START

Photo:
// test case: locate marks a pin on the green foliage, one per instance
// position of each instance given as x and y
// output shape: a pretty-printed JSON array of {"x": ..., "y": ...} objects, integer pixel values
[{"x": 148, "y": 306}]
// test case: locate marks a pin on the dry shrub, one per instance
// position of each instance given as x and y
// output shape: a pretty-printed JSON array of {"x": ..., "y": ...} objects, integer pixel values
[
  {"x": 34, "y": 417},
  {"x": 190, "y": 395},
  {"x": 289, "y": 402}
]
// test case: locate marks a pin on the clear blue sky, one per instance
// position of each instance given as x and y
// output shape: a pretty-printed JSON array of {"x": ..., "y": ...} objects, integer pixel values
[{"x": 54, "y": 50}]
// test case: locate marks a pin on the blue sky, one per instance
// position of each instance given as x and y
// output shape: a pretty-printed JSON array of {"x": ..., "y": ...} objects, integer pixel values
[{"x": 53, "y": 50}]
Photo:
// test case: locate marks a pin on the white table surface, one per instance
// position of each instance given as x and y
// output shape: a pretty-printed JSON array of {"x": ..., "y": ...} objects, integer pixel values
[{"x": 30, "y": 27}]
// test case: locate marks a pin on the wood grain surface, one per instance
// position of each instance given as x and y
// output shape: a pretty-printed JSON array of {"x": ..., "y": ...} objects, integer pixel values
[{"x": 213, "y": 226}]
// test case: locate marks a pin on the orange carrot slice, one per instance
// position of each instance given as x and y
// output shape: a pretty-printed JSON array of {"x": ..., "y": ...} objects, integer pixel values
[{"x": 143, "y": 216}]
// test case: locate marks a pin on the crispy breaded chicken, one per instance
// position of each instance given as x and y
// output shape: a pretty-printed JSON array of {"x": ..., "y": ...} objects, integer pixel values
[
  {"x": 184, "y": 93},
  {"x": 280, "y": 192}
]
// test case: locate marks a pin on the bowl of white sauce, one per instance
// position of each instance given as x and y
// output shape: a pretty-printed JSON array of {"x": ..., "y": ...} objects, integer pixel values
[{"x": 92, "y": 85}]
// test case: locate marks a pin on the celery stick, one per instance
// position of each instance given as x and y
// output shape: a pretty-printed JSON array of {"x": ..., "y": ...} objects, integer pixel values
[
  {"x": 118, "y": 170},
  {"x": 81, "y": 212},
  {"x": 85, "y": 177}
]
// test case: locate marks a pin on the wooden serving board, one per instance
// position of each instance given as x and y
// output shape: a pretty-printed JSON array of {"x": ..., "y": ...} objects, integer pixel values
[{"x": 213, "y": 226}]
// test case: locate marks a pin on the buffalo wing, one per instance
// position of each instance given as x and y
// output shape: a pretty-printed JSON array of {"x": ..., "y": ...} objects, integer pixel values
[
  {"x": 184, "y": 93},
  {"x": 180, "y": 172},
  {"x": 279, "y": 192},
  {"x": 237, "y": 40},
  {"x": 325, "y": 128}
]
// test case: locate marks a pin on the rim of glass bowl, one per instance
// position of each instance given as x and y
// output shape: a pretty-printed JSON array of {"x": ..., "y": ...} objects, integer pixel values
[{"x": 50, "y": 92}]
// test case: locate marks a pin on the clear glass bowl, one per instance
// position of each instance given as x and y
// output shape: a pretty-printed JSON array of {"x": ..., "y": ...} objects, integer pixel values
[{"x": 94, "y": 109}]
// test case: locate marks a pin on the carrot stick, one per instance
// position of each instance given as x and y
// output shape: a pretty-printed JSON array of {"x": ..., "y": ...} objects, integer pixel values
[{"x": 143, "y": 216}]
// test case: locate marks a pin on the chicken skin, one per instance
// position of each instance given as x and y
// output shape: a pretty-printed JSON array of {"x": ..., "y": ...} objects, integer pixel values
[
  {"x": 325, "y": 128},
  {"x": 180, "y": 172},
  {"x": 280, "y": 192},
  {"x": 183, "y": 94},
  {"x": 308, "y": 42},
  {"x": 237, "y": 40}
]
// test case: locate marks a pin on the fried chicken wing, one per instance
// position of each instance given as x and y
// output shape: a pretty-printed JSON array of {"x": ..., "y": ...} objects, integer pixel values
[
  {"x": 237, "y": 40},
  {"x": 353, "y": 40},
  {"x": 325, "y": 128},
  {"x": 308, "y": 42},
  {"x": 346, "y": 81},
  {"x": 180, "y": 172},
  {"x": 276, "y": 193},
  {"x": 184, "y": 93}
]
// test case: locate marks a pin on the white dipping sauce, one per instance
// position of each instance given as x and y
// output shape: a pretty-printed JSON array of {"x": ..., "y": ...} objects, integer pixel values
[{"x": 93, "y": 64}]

END

_GOAL OF THE EXERCISE_: Extract the data exactly as given.

_TASK ANSWER_:
Photo:
// test case: locate marks a pin on the green foliage, one per instance
// position of each instance given as x and y
// output shape: a pretty-printed JSON array of {"x": ..., "y": ...} objects, integer pixel values
[{"x": 148, "y": 306}]
// test case: locate marks a pin on the dry shrub, one per instance
// position of each instance given as x and y
// output shape: a pretty-printed JSON array of {"x": ..., "y": ...} objects, integer pixel values
[
  {"x": 34, "y": 417},
  {"x": 190, "y": 395},
  {"x": 289, "y": 402}
]
// test case: locate marks a pin on the clear blue sky, one per instance
// position of each instance given as x and y
// output shape: a pretty-printed JSON array of {"x": ..., "y": ...} objects, integer pixel values
[{"x": 54, "y": 50}]
// test case: locate marks a pin on the blue sky, one per instance
// position of each instance given as x and y
// output shape: a pretty-printed JSON array of {"x": ..., "y": ...} objects, integer pixel values
[{"x": 53, "y": 50}]
Photo:
// test case: locate marks a pin on the white table surface, one per instance
// position of each instance given as x and y
// output shape: a pretty-printed JSON array of {"x": ..., "y": ...} objects, integer pixel values
[{"x": 30, "y": 27}]
// test case: locate marks a pin on the wood grain surface, one per instance
// position of each instance given as x and y
// output shape: a pretty-printed JSON array of {"x": ..., "y": ...} objects, integer pixel values
[{"x": 213, "y": 226}]
// test case: locate marks a pin on the orange carrot slice, one per instance
// position of each instance given as x and y
// output shape: a pretty-printed JSON array of {"x": ..., "y": ...} objects, integer pixel values
[{"x": 143, "y": 216}]
// test case: locate marks a pin on the crispy breaded chicken, one per instance
// position of each instance given as x and y
// output shape: a pretty-printed JSON array of {"x": ..., "y": ...} objects, integer pixel values
[
  {"x": 184, "y": 93},
  {"x": 280, "y": 192}
]
// test case: locate marks a pin on the bowl of white sauce, one per instance
// position of each instance given as x and y
// output shape: a pretty-printed JSON array of {"x": ..., "y": ...} objects, integer pixel values
[{"x": 92, "y": 85}]
// test case: locate marks a pin on the celery stick, one per instance
// position of each instance given as x and y
// output shape: a pretty-printed JSON array of {"x": ..., "y": ...} objects, integer pixel values
[
  {"x": 118, "y": 170},
  {"x": 81, "y": 212},
  {"x": 85, "y": 177}
]
// test case: locate marks a pin on the wooden serving board, one per instance
// position of each instance given as x and y
// output shape: a pretty-printed JSON array of {"x": ..., "y": ...} objects, integer pixel values
[{"x": 213, "y": 226}]
// test case: locate marks a pin on the buffalo wing, one per instance
// position of each instance given as x and y
// output shape: a pretty-printed JSON array of {"x": ..., "y": ...} objects, integer pixel values
[
  {"x": 184, "y": 93},
  {"x": 180, "y": 172},
  {"x": 279, "y": 192},
  {"x": 237, "y": 40},
  {"x": 325, "y": 128}
]
// test case: locate marks a pin on the rim of glass bowl, one per instance
// position of each instance given as x and y
// output shape: a pretty-printed JSON array of {"x": ..., "y": ...} objects, integer pixel values
[{"x": 50, "y": 92}]
// test case: locate marks a pin on the clear glass bowl, one per instance
// position of each instance given as x and y
// output shape: a pretty-printed JSON array of {"x": ..., "y": ...} objects, integer pixel values
[{"x": 94, "y": 109}]
// test case: locate marks a pin on the carrot stick, one per instance
// position of each instance given as x and y
// output shape: a pretty-printed JSON array of {"x": ..., "y": ...} objects, integer pixel values
[{"x": 143, "y": 216}]
// test case: locate marks a pin on the chicken skin, one per instance
// position of each instance given as x and y
// output shape: a pretty-printed JSON array of {"x": ..., "y": ...} objects, integer pixel values
[
  {"x": 325, "y": 128},
  {"x": 180, "y": 172},
  {"x": 280, "y": 192},
  {"x": 183, "y": 94},
  {"x": 308, "y": 42},
  {"x": 237, "y": 40}
]
// test case: locate marks a pin on the fried chicken wing, one per instance
// position of each instance given as x and y
// output shape: a pretty-printed JSON array of {"x": ..., "y": ...} objects, integer pixel values
[
  {"x": 237, "y": 40},
  {"x": 353, "y": 40},
  {"x": 325, "y": 128},
  {"x": 308, "y": 42},
  {"x": 346, "y": 81},
  {"x": 180, "y": 172},
  {"x": 276, "y": 193},
  {"x": 184, "y": 93}
]
// test case: locate marks a pin on the white dipping sauce, one per instance
// position of each instance given as x and y
// output shape: a pretty-printed JSON array of {"x": ..., "y": ...} objects, integer pixel values
[{"x": 93, "y": 64}]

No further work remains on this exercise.